=== SHORT PROBLEM ===
Return each line below that contains the string "green", copied in full. Matching is case-sensitive.

=== RECORDS TO USE ===
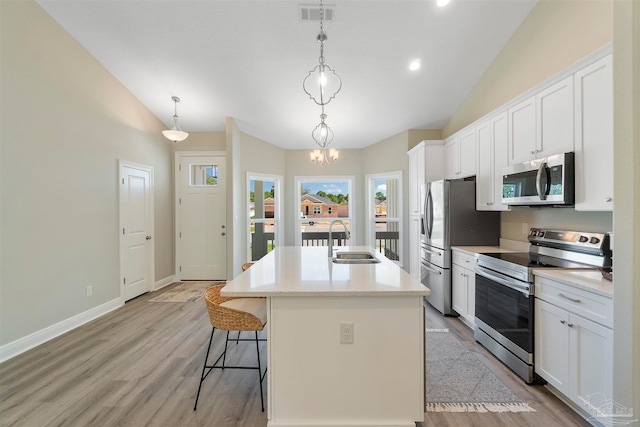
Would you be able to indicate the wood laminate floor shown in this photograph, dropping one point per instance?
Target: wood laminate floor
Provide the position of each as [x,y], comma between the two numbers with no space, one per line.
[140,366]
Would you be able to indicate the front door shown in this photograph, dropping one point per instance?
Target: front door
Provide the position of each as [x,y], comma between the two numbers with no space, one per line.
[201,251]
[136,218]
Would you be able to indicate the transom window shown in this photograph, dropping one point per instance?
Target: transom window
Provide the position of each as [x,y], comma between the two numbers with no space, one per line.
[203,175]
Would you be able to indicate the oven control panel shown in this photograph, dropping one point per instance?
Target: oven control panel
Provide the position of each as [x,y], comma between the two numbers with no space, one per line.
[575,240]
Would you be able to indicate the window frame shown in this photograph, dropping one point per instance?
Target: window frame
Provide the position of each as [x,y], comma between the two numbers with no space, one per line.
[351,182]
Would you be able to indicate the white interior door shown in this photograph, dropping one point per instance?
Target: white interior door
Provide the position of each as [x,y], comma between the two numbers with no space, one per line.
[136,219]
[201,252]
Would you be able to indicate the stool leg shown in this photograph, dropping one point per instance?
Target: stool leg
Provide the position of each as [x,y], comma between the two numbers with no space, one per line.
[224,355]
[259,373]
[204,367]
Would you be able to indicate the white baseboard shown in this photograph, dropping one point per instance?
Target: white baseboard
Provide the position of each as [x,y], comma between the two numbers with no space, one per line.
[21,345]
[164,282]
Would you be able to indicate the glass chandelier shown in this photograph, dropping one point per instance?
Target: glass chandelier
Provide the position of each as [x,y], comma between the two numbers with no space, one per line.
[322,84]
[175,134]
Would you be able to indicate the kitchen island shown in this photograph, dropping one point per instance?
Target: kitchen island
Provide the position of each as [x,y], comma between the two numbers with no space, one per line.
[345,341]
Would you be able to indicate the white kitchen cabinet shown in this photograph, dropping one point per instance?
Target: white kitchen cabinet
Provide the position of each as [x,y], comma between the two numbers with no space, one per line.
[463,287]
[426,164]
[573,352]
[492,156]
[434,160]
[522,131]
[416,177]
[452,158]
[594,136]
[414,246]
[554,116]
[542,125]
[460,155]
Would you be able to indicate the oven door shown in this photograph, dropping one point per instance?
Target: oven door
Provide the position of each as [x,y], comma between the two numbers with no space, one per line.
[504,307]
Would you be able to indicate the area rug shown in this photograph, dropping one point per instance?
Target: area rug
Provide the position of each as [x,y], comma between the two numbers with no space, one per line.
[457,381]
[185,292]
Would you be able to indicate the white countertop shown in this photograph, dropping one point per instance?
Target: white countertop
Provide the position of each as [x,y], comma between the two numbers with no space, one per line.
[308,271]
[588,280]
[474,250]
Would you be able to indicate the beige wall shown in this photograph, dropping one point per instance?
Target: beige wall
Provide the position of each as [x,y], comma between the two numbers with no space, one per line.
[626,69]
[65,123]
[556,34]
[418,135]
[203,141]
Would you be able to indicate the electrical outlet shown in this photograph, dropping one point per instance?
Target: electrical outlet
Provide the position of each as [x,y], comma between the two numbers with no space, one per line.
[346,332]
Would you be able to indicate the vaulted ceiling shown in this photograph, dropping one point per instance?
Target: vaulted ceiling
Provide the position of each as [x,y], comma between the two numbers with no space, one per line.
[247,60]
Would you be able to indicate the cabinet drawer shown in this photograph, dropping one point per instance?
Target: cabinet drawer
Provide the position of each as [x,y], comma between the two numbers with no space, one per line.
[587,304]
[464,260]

...

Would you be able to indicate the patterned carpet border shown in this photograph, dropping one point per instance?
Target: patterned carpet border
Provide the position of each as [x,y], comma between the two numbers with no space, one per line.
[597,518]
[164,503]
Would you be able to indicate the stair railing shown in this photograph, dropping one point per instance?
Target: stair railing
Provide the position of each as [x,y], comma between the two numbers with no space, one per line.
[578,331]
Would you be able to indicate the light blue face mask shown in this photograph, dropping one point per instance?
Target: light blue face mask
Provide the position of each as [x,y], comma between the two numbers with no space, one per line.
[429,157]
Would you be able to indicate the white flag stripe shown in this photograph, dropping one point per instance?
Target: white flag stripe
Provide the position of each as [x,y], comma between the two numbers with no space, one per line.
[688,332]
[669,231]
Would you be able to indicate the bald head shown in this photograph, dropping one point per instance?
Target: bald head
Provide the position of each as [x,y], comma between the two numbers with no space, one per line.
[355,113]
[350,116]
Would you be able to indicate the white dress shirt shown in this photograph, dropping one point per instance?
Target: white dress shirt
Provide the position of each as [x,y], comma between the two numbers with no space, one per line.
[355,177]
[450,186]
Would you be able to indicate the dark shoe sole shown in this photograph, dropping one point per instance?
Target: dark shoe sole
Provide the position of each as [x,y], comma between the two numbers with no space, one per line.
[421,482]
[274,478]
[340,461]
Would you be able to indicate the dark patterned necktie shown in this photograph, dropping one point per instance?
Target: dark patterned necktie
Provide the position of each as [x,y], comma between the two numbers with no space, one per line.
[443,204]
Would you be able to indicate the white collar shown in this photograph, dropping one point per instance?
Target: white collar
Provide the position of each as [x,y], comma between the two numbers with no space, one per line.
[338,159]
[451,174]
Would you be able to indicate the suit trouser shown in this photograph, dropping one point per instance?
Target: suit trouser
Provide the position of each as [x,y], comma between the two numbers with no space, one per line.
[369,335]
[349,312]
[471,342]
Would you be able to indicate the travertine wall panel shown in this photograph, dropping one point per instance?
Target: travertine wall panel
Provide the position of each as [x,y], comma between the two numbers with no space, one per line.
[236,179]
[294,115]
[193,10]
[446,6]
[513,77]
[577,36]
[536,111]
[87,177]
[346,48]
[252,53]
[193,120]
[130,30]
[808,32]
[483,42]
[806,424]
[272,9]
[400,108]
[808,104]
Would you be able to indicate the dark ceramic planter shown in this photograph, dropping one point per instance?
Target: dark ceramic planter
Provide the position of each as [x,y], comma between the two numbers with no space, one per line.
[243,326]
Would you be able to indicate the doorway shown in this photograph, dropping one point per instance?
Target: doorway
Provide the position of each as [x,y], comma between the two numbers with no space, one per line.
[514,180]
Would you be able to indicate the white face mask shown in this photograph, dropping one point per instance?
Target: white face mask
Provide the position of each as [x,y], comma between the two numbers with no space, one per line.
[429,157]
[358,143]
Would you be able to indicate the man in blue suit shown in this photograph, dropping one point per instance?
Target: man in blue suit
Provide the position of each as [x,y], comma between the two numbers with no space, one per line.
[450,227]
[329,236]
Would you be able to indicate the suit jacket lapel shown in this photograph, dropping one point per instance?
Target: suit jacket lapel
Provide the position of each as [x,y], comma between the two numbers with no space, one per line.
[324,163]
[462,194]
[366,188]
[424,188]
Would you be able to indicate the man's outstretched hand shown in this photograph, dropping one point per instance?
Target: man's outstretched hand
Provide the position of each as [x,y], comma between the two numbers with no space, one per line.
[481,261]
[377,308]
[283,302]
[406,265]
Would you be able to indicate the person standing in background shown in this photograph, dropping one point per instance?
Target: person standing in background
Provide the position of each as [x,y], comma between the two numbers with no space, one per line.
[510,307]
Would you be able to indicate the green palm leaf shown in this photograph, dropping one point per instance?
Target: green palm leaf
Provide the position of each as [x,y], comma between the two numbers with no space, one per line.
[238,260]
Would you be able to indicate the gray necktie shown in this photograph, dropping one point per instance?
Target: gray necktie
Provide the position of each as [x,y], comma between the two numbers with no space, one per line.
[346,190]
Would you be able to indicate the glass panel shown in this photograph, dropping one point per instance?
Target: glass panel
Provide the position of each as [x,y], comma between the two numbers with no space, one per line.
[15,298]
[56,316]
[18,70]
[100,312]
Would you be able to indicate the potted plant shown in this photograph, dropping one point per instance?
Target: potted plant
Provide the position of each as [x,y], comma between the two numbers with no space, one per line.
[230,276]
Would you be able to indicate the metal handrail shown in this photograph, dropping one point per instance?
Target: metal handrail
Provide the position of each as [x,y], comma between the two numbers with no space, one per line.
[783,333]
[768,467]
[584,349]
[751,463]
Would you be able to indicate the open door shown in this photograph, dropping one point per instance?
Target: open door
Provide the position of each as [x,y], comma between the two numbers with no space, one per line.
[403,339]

=== WORKED ANSWER ===
Would you be able to indicate the green palm leaf shown in this photograph, dropping one point per instance?
Target: green palm leaf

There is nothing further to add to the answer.